Region pointing data
###
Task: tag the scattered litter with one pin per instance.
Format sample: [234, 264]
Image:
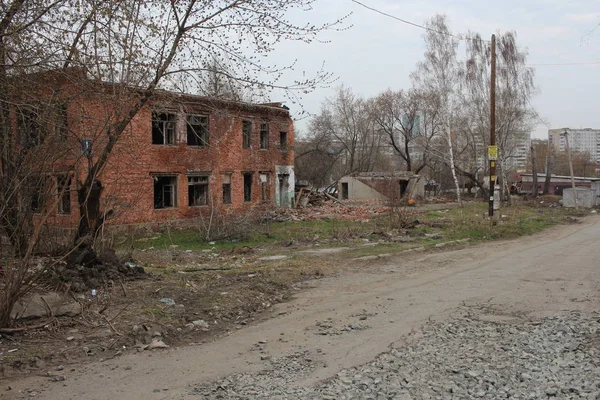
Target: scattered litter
[168, 301]
[200, 323]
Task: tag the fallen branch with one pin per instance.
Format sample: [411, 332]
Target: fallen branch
[112, 326]
[25, 328]
[333, 198]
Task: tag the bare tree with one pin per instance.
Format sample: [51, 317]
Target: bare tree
[124, 53]
[346, 124]
[438, 75]
[409, 123]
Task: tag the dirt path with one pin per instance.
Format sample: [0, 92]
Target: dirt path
[348, 319]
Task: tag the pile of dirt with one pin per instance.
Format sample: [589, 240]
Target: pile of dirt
[84, 270]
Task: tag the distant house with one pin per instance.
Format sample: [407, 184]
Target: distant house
[557, 183]
[383, 186]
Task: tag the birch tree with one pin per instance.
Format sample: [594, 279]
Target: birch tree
[438, 75]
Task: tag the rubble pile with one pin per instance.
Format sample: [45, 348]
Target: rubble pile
[464, 358]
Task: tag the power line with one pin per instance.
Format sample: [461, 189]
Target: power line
[536, 114]
[405, 21]
[561, 64]
[465, 38]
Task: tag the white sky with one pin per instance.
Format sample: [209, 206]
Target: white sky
[378, 52]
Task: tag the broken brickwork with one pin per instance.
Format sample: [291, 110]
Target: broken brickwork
[181, 156]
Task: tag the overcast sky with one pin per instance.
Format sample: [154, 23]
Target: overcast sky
[378, 52]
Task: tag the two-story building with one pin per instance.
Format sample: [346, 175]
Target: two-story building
[181, 156]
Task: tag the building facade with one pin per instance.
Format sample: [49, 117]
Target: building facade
[180, 157]
[580, 140]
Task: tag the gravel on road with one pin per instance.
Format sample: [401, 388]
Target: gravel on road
[465, 357]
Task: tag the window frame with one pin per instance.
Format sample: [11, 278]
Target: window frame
[165, 124]
[246, 134]
[265, 186]
[192, 186]
[264, 136]
[248, 178]
[63, 205]
[174, 193]
[283, 140]
[28, 122]
[226, 177]
[61, 122]
[204, 138]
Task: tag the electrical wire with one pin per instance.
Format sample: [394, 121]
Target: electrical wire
[405, 21]
[564, 64]
[464, 38]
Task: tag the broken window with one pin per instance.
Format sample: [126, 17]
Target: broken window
[165, 192]
[30, 129]
[226, 180]
[198, 190]
[265, 193]
[264, 136]
[36, 189]
[61, 127]
[63, 186]
[163, 128]
[248, 187]
[246, 132]
[344, 190]
[283, 140]
[197, 130]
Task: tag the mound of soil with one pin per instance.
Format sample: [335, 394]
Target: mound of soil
[85, 270]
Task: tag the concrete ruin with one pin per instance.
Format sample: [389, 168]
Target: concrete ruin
[382, 186]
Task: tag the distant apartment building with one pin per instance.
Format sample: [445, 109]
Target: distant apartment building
[581, 140]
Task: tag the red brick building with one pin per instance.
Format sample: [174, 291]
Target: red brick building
[181, 155]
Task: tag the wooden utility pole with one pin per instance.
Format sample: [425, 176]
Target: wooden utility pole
[548, 167]
[492, 150]
[571, 169]
[534, 171]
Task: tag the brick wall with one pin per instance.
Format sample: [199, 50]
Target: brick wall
[129, 176]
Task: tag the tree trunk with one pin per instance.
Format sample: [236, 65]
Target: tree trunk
[90, 217]
[452, 166]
###
### EXERCISE
Return the data exactly. Pictures stay out.

### SOLVED EXERCISE
Task: tag the scattered litter with one pin per instance.
Format sample: [234, 264]
Image:
Target: scattered litter
[168, 301]
[200, 323]
Task: tag the fallen branch with one pin per instance.
Format sample: [411, 332]
Target: fallen branch
[112, 326]
[25, 328]
[333, 198]
Task: tag the bare tree with one pin per instance.
Format sample: [51, 317]
Target: bare tree
[124, 53]
[346, 124]
[438, 75]
[409, 123]
Task: tag the dirt path with one pin per instance.
Format sample: [0, 92]
Target: dirt path
[348, 319]
Task: tag the pile of dirt with one pin per instance.
Format sample: [589, 240]
Target: pile of dirt
[84, 270]
Task: tag the distant house with one pin per instance.
Format sample: [407, 184]
Target: distant house
[557, 183]
[383, 186]
Task: tag the birch tree with one pin per instance.
Format sample: [594, 279]
Target: birch tree
[438, 75]
Task: tag the rubble pile with one pin per instance.
Format sample: [45, 348]
Target: rubble pile
[464, 358]
Task: tag the power line with one pin per instance.
Format sample: [461, 189]
Target: power line
[536, 114]
[405, 21]
[561, 64]
[465, 38]
Task: tag the white sky with one pin per instance.
Format sample: [209, 206]
Target: white sky
[378, 52]
Task: tag the broken brickwork with one pin per instance.
Format sample: [291, 110]
Target: broken brickwork
[181, 156]
Task: tag the overcast sky with one pin per instance.
Format sample: [154, 23]
Target: overcast sky
[378, 52]
Task: tag the two-story building with one pin per instance.
Format sample: [346, 175]
Target: two-story building
[181, 156]
Task: tag the building facade with one pin per instance.
Format sample: [49, 117]
Target: building facade
[180, 157]
[580, 140]
Task: tag the gravel on road with one pin per instance.
Format sample: [401, 388]
Target: gravel on road
[465, 357]
Task: tag the window frame with one pin per instance.
Format sample: [11, 278]
Target: window frame
[165, 124]
[246, 134]
[265, 186]
[192, 186]
[264, 136]
[248, 178]
[63, 205]
[174, 193]
[283, 140]
[28, 122]
[226, 177]
[61, 122]
[204, 138]
Task: tag the electrical wire with one pin per instance.
Format sample: [394, 121]
Target: electrical wire
[405, 21]
[564, 64]
[464, 38]
Task: tag the broken window with one pin per instance.
Format sample: [126, 17]
Target: broken window
[165, 192]
[30, 129]
[226, 180]
[198, 190]
[265, 193]
[264, 136]
[36, 189]
[61, 127]
[63, 186]
[163, 128]
[248, 187]
[246, 132]
[344, 190]
[283, 140]
[197, 130]
Task: tag the mound of soil with one pin per instance.
Format sample: [335, 394]
Target: mound of soil
[85, 270]
Task: tag the concrete ruin with one pin per instance.
Format sample: [389, 168]
Target: concrete ruin
[382, 186]
Task: tag the distant apartment building with one pin per instance.
Format sample: [445, 109]
Target: distant apartment building
[581, 140]
Task: tag the red brick building with one pin per instance.
Format sample: [174, 291]
Target: red brick building
[181, 155]
Task: tag the wooden utility pole with one pin per instance.
Format sample: [425, 176]
Target: wooden utility pole
[548, 167]
[492, 150]
[571, 169]
[534, 171]
Task: tag the brick wall with one pin per instance.
Format sample: [199, 50]
Target: brick wall
[129, 176]
Task: tag the tree trunk with one pin per instance.
Format sample: [236, 65]
Target: tree trunk
[90, 217]
[452, 166]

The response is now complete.